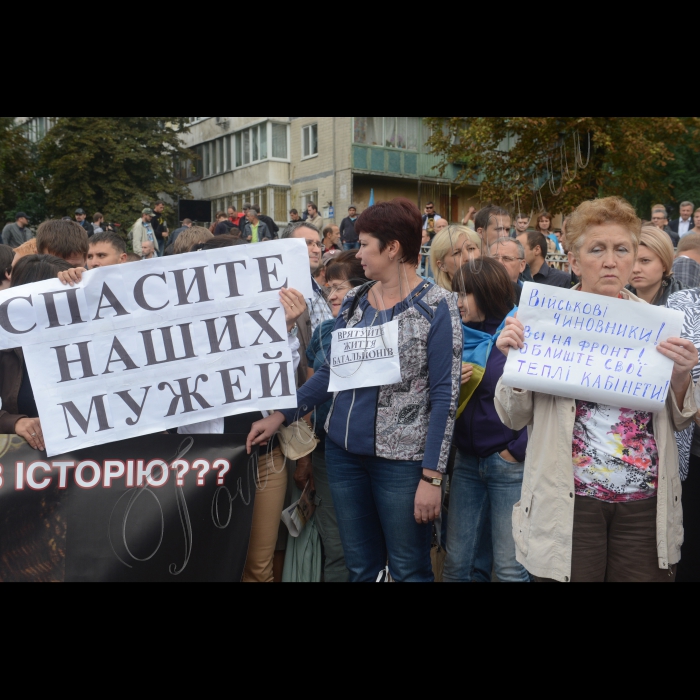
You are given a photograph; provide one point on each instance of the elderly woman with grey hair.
(601, 496)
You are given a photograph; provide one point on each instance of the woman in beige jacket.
(601, 494)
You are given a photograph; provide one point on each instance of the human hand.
(467, 372)
(263, 430)
(428, 503)
(30, 430)
(73, 276)
(304, 473)
(508, 457)
(685, 358)
(294, 306)
(512, 336)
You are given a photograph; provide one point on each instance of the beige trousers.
(269, 503)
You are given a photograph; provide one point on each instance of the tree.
(555, 163)
(115, 165)
(19, 186)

***

== REQUEST ==
Copy all of the data above, swapping in "image" for every "photograph" and keeping everything else the same. Leave the picture out.

== COMPLETED TASK ==
You are given a image; provide one point on each instance of the elderly woman with grey hair.
(601, 496)
You are given a image; provide one point on each instance of the woman in beige jacket.
(601, 494)
You are given a image; provide one point on each instance of the human hand.
(467, 372)
(263, 430)
(428, 503)
(30, 430)
(73, 276)
(304, 473)
(508, 457)
(685, 358)
(294, 306)
(512, 336)
You are given a image; provide one point on each instance of the beige trousers.
(269, 503)
You are given a image; provide one point on each instance of the tree.
(555, 163)
(115, 165)
(19, 186)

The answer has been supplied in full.